TRECHO PARA LEITURA →
###
Indispensável para qualquer filme, a coloração age como ferramenta para transmissão de emoções através das telas


Por: João Henrique do Nascimento

Última atualização: 24/07/2025



Homem com H/Divulgação
Homem com H/Divulgação

Um show de luzes e cores tomam o palco juntamente com Ney Matogrosso em uma das produções nacionais mais marcantes de 2025 – Homem com H, dirigido por Esmir Filho. O artista, interpretado por Jesuíta Barbosa, traz consigo a presença de tons vibrantes de vermelho, amarelo e roxo. A mistura dessas cores é capaz de transmitir, por meio do longa, a noção de intensidade e extroversão na figura misteriosa e imprevisível de Ney.


Outro exemplo de utilização das cores para transmissão de significados é Ainda Estou Aqui (2024), de Walter Salles. Além da trama, é possível perceber que, no começo do filme, há predominância de cores claras – como o amarelo –, que incidem diretamente sobre os personagens quando estão na praia, por exemplo. O tempo ensolarado passa a sensação de otimismo para a cena da família Paiva reunida na praia do Leblon, no Rio de Janeiro.


Ainda Estou Aqui/Divulgação
Ainda Estou Aqui/Divulgação

No entanto, o desaparecimento de Rubens Paiva, marido de Eunice, é um ponto de virada em que o equilíbrio na família se dissolve. Os dias ensolarados são substituídos em maioria por cenas opacas, destacadas pela presença da cor preta e de tons escuros de azul. O jogo de luzes é outro elemento que contribui para a atmosfera fria e misteriosa que a personagem de Fernanda Torres se encontra.


Ainda Estou Aqui/Divulgação
Ainda Estou Aqui/Divulgação

Já ficou claro que as cores, junto com o controle de iluminação das cenas, são utilizadas para a transmissão de significados no audiovisual por meio de subtextos não verbais. Para entender melhor como isso é feito e pensado, vale começar explorando desde o básico: afinal, o que são as cores?
###
DADOS FORNECIDOS →
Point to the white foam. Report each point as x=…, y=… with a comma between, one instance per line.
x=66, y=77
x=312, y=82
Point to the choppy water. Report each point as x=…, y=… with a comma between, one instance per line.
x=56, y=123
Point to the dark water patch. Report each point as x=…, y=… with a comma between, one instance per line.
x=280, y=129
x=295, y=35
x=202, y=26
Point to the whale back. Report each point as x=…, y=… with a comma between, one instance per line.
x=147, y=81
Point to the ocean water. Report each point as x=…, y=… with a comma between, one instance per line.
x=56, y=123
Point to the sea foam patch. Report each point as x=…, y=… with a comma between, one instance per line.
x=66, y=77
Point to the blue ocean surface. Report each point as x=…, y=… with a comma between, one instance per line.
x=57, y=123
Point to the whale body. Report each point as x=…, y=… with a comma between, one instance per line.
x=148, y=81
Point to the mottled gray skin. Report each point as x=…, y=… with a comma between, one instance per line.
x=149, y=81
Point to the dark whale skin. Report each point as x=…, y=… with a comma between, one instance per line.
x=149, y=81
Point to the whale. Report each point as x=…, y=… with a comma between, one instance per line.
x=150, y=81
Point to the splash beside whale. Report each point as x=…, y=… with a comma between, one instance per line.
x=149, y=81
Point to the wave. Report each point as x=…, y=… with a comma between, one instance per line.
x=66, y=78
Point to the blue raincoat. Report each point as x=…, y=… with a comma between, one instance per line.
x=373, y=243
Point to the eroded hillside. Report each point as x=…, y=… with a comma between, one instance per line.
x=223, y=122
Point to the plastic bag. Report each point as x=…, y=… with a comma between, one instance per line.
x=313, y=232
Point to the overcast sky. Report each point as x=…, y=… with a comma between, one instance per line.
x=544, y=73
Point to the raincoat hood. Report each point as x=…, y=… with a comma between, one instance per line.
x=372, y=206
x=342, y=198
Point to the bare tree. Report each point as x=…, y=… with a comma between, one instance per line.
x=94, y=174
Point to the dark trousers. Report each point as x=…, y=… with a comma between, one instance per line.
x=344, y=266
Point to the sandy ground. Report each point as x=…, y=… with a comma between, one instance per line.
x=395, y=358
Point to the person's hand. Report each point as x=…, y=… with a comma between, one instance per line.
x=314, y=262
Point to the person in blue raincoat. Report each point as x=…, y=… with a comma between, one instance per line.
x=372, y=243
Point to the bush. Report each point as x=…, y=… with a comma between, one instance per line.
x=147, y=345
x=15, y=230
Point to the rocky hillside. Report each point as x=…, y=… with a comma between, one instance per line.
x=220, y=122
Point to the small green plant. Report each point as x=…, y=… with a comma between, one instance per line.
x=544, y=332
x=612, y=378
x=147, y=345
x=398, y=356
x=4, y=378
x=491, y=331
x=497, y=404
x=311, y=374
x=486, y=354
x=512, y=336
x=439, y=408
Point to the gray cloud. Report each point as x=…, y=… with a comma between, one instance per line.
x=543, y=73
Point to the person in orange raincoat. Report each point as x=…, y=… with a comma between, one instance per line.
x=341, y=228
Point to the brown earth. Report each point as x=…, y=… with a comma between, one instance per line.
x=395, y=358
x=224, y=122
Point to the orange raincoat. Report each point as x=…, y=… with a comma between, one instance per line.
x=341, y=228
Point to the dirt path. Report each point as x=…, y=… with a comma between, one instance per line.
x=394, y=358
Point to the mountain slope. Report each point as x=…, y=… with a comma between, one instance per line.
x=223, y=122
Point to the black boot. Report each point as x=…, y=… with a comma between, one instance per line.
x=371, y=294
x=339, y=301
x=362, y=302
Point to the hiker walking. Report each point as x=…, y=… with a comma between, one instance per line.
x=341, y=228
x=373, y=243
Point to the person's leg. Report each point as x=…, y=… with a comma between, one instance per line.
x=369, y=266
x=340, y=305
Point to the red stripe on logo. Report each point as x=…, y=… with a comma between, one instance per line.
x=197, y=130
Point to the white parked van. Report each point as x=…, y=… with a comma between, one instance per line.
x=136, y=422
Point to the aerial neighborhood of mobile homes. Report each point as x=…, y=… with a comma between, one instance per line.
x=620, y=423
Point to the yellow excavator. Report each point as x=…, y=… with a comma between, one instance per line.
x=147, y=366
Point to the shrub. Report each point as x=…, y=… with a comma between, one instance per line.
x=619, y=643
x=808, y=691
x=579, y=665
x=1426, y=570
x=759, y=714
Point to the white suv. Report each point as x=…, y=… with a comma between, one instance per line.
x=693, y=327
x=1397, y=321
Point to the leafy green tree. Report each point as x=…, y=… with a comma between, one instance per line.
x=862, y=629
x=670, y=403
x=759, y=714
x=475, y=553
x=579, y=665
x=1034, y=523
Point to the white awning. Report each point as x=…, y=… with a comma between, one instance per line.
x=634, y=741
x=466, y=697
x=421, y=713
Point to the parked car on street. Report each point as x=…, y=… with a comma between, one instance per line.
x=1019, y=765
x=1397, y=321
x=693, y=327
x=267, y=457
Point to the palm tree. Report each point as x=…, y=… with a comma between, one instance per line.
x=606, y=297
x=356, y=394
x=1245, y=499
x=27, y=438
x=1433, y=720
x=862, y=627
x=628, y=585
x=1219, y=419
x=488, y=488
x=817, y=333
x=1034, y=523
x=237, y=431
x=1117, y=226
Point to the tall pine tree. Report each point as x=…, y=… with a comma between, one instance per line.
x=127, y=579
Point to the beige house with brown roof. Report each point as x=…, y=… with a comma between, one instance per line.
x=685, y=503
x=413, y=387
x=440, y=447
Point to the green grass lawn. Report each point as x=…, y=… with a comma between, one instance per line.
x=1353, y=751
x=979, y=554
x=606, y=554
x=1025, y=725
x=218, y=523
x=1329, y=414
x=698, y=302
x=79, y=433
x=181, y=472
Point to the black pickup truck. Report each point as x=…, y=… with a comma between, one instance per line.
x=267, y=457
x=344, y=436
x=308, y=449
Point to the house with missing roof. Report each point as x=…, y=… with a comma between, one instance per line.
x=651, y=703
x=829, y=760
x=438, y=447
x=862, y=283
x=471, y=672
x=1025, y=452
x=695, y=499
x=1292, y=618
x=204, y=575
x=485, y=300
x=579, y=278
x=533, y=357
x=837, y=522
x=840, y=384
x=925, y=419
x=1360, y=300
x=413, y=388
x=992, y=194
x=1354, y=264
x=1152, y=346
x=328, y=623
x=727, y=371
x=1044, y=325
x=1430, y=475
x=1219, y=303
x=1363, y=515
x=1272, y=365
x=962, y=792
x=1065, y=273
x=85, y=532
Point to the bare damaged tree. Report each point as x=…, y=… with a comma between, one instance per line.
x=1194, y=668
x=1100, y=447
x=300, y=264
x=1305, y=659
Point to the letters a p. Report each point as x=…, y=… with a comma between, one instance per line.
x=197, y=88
###
TAREFAS →
**1.** Liste todos os nomes de pessoas citados no trecho sobre o uso de cores no cinema.
**2.** De acordo com o trecho sobre o uso de cores no cinema, em que praia a família Paiva aparece reunida?
Os registros constituem material independente do trecho.

RESPOSTAS EM ORDEM →
**1.** João Henrique do Nascimento, Ney Matogrosso, Esmir Filho, Jesuíta Barbosa, Walter Salles, Rubens Paiva, Eunice e Fernanda Torres.

**2.** Na praia do Leblon, no Rio de Janeiro.